### ACTION ITEM
Within the entries below, the lines from the one with "SAMPLE: (688,653)" through the one with "SAMPLE: (549,600)" are to be set down exactly, both ends kept.

### Point localization data
···
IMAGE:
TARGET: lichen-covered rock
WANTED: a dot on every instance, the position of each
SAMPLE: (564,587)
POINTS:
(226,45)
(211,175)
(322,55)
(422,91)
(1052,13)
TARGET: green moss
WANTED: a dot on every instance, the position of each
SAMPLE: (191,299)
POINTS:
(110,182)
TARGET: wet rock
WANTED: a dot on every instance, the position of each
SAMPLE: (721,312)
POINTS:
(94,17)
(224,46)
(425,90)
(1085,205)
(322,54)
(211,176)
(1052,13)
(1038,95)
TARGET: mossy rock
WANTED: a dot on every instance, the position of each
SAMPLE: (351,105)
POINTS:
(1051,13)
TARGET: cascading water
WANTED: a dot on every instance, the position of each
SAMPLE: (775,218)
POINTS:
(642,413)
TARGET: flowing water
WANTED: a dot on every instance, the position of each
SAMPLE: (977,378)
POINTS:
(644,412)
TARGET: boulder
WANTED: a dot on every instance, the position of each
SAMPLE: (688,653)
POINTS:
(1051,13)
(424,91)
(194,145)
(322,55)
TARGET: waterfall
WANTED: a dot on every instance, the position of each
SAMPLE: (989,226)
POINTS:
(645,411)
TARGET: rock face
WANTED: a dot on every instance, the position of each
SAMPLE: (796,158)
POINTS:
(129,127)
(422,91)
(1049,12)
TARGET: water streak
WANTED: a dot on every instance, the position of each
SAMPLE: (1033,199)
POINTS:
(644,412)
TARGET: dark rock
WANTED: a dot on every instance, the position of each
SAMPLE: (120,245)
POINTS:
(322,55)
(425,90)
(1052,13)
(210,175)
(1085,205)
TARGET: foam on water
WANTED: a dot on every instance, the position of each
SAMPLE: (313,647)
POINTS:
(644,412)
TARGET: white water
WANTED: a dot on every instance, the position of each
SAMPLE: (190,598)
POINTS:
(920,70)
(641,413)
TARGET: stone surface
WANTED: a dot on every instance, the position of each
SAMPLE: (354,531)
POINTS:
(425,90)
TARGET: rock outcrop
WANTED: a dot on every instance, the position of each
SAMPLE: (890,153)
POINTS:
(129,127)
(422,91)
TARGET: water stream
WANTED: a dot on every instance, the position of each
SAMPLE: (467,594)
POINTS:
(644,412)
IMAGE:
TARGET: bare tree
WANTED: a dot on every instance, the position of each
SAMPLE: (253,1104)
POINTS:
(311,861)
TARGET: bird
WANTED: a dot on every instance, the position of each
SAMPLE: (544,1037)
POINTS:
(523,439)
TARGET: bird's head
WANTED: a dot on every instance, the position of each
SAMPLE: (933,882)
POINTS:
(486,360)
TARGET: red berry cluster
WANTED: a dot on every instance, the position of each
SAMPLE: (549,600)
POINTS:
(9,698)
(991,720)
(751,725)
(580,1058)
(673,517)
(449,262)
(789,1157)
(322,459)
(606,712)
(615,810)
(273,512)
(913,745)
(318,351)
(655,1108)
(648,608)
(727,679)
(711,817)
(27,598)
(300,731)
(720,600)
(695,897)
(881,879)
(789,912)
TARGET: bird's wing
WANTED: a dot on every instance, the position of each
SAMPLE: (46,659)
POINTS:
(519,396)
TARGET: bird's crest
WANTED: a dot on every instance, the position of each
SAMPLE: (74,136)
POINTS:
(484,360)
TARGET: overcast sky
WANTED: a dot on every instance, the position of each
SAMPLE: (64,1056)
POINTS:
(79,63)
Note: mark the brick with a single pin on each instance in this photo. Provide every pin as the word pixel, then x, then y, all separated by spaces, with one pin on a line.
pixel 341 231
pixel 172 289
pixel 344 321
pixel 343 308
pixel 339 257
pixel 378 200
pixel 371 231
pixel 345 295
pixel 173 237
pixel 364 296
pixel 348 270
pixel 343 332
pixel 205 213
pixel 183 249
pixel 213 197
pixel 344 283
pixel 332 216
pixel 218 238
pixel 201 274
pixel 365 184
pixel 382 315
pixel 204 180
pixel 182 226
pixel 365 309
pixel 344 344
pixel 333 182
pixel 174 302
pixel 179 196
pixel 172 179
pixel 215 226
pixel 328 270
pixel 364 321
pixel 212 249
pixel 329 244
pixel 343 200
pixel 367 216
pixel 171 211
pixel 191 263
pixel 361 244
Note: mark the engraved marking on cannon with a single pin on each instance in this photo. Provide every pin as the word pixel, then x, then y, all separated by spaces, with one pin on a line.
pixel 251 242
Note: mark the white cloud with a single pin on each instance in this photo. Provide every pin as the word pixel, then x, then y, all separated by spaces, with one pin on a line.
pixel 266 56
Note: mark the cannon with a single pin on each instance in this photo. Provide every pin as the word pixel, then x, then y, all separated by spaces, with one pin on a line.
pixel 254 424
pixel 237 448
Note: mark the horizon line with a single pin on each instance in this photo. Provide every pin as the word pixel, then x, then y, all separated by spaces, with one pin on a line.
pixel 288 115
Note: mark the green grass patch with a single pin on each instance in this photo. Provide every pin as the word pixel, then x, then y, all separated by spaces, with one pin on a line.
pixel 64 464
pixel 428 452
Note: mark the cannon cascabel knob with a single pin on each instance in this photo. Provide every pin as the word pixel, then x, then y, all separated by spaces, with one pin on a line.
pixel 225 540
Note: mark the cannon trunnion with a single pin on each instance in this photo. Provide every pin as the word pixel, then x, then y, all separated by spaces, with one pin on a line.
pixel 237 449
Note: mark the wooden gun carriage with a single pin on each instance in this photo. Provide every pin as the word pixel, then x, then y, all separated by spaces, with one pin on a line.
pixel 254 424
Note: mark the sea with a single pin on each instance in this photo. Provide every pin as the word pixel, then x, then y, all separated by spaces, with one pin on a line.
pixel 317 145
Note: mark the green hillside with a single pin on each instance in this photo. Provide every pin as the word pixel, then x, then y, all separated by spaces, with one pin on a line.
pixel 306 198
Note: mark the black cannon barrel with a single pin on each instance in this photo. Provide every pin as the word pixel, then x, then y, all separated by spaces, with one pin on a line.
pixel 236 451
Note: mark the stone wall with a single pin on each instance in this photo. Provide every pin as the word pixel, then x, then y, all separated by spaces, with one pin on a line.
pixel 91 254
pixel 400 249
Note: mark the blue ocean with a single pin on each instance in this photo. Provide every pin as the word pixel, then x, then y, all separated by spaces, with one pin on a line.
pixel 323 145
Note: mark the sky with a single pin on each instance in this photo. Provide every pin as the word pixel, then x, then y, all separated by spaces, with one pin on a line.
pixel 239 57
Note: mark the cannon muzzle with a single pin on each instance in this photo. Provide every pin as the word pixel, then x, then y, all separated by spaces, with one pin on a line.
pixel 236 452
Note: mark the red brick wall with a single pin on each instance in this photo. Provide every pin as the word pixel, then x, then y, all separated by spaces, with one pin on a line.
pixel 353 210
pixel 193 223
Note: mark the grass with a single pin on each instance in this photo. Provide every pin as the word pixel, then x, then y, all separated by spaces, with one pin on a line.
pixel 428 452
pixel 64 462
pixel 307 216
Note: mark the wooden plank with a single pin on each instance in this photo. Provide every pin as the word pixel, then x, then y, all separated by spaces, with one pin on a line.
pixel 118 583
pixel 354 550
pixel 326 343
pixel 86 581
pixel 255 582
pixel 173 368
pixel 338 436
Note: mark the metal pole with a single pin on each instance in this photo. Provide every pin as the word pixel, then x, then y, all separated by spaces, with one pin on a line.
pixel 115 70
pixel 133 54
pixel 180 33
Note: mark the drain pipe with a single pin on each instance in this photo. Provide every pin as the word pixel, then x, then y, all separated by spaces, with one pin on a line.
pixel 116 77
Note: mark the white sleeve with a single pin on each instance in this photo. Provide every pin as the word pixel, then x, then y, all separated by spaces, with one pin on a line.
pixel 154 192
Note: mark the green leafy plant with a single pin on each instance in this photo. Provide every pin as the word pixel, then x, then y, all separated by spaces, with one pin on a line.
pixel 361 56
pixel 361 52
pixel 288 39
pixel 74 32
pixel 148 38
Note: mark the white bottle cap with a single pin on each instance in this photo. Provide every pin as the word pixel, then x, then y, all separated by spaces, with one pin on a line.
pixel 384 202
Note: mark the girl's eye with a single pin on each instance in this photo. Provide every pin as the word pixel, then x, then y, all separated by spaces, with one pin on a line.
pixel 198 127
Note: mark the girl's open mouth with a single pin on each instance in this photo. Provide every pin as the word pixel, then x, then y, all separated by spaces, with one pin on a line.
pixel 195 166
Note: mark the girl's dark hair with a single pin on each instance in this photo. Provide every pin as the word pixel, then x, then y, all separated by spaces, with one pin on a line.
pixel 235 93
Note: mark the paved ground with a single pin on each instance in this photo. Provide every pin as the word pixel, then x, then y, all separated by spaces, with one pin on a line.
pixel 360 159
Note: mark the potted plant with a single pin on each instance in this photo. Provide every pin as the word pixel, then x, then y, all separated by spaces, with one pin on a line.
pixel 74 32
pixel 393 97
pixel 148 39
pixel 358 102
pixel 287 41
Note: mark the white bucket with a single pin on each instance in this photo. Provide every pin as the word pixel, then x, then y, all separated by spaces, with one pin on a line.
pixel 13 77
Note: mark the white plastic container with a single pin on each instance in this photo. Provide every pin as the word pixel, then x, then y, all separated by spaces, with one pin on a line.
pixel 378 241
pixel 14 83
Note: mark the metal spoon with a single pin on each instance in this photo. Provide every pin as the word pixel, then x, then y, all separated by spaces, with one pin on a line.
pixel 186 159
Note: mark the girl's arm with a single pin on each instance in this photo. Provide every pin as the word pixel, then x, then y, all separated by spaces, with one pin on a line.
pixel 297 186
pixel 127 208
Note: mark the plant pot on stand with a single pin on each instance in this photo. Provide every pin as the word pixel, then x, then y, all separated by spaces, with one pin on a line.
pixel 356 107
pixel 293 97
···
### EXPECTED ANSWER
SAMPLE: (688,653)
POINTS:
(1051,13)
(424,91)
(194,145)
(322,55)
TARGET: waterfall
WANTED: a dot on every instance, the position of each
SAMPLE: (989,226)
POINTS:
(645,411)
TARGET: rock face
WANTED: a dot on every instance, the position of each
SAMPLE: (796,158)
POINTS:
(129,127)
(422,91)
(1049,12)
TARGET: water streak
WANTED: a dot on every instance, the position of each
SAMPLE: (1033,199)
POINTS:
(644,412)
TARGET: dark rock
WANTED: a dot on every instance, the position of each
SAMPLE: (120,245)
POINTS:
(322,55)
(425,90)
(1052,13)
(210,175)
(1085,205)
TARGET: foam on water
WANTED: a dot on every instance, the position of each
SAMPLE: (313,647)
POINTS:
(644,412)
TARGET: white water
WANTED: a dot on every instance, the position of each
SAMPLE: (190,598)
POINTS:
(920,70)
(641,413)
TARGET: stone surface
WANTED: a dot on every instance, the position of each
SAMPLE: (354,531)
POINTS:
(425,90)
TARGET: rock outcrop
WANTED: a dot on every instance, the position of each
SAMPLE: (890,153)
POINTS:
(129,127)
(422,91)
TARGET: water stream
WANTED: a dot on every instance, the position of each
SAMPLE: (467,594)
POINTS:
(644,412)
IMAGE:
TARGET: bare tree
WANTED: a dot on every instance, the position of each
SAMPLE: (253,1104)
POINTS:
(311,861)
TARGET: bird
WANTED: a dot on every instance, the position of each
SAMPLE: (544,1037)
POINTS:
(523,439)
TARGET: bird's head
WANTED: a dot on every instance, the position of each
SAMPLE: (933,882)
POINTS:
(486,360)
TARGET: red berry cluster
WANTED: a dot on every instance, the position of each
SAMPLE: (549,600)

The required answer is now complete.